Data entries

######

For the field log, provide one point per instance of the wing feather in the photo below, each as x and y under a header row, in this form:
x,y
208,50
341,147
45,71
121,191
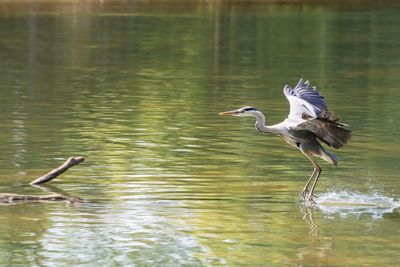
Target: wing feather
x,y
304,100
309,112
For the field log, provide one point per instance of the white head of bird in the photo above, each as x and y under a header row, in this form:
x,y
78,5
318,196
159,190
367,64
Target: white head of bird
x,y
245,111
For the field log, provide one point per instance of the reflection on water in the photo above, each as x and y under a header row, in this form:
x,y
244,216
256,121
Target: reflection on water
x,y
136,88
349,203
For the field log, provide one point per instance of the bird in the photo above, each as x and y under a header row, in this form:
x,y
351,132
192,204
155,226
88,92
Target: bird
x,y
308,124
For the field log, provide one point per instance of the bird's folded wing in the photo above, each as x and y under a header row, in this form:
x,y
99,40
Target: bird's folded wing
x,y
331,132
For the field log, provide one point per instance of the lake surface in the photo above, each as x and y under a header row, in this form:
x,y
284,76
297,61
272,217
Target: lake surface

######

#### Exercise brief
Could you write out the records again from the line containing "the bird in" through the end of the records, requests included, shifting each x and y coordinate in the answers up by 122?

#### Exercise output
For the field log, provide one point per instance of the bird in the photo above, each as x and y under a header row, in this form:
x,y
351,132
192,204
155,226
88,92
Target: bird
x,y
430,246
For the field log, provide one point per instance of the bird's folded wing in the photo above, each as x and y under a header row, in this form:
x,y
99,40
Target: bird's folded wing
x,y
453,254
For the field log, provide one point per instance of the lake surface in the photo above, each as x and y under a header row, in this form:
x,y
284,76
297,61
272,217
Target: lake surface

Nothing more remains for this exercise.